§ Brief
From the Bolashak scholarship text, write out the passage starting with "Kazakh scholarship" and going on through "around the world.", word for word.

§ Excerpt provided
:::
= Bolashak =

Kazakh scholarship

Logo of the Bolashak Programme

The Bolashak Programme (the Bolashak International Scholarship) is a scholarship which is awarded to high-performing students from Kazakhstan to study overseas all-expenses paid, provided that they return to Kazakhstan to work for at least five years after graduation.

Since its implementation in 1993, more than 10,000 students have been awarded the scholarship. Most of these students travel to study in the United States, but also elsewhere around the world.

==Description==
The word "Bolashak" is translated into English as "Future". It was instituted by the first President of Kazakhstan Nursultan Nazarbayev in 1993. Slate columnist Joshua Kucera writes that President Nazarbayev has "billed it as a way to inculcate Kazakhstan's youth with Western, democratic values." Kucera acknowledges in his article, however, that while they are sent overseas to learn new ideas and western values, they are often not given authority to implement positive changes.

Many Bolashak graduates hold main positions in state and private organizations within Kazakhstan.

According to an article in Zhas Alash, 25 October 1996, Kuanysh Satybaldievich Sazanov, a political economist, was recognized as the first Bolashak scholarship recipient. Mr. Sazanov finished his two year program in 18 months, and in a symbolic gesture, presented the first Bolashak diploma to Kazakhstan's first president, Nursultan Nazarbayev.

From 1994 through 2004, 785 students were granted the Bolashak scholarship. By 2017, 12,046 more scholarships had been granted, making a total of 12,831 scholarships by the year 2018.

In 2005, the total number of applicants who applied for the Bolashak program was recorded as 6,698. Compared to 2004, the amount of applicants increased by 45%. Moreover, this amount exceeded the yearly intake of major universities in Kazakhstan.

During the competition process of the year 2005, 537 applicant records were rejected due to nonconformity to the competition rules for awarding the Bolashak International Scholarship. The applicants, approved for conformity to the Rules of Selection, underwent language and psychological testing. Based upon results of the tests, they were recommended for consideration by the Experts Committee. As a result, in the year 2005, 1,796 applicants were awarded the Bolashak scholarship.

In 2006, the receipt of documents for participation at the selection process was conducted from April 26 through May 15, 2006 and from September 15 through October 31, 2006. During the first intake 809 files were received and 1,620 were received during the second intake. After language and psychological testing in the year 2006, 778 students were awarded the scholarship.

On April 20, 2007 by the decision of the Republican Committee for preparation of specialists abroad, the scholarship was granted to 82 applicants, on August 16 – to 185 applicants.
:::
§ Material provided
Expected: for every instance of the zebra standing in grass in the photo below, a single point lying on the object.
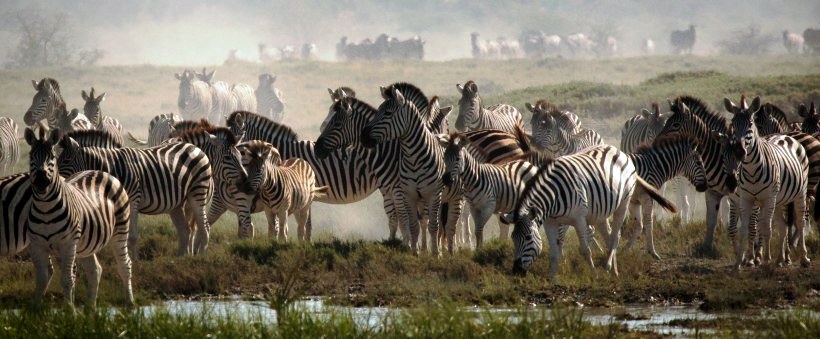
:::
§ In response
Kazakh scholarship

Logo of the Bolashak Programme

The Bolashak Programme (the Bolashak International Scholarship) is a scholarship which is awarded to high-performing students from Kazakhstan to study overseas all-expenses paid, provided that they return to Kazakhstan to work for at least five years after graduation.

Since its implementation in 1993, more than 10,000 students have been awarded the scholarship. Most of these students travel to study in the United States, but also elsewhere around the world.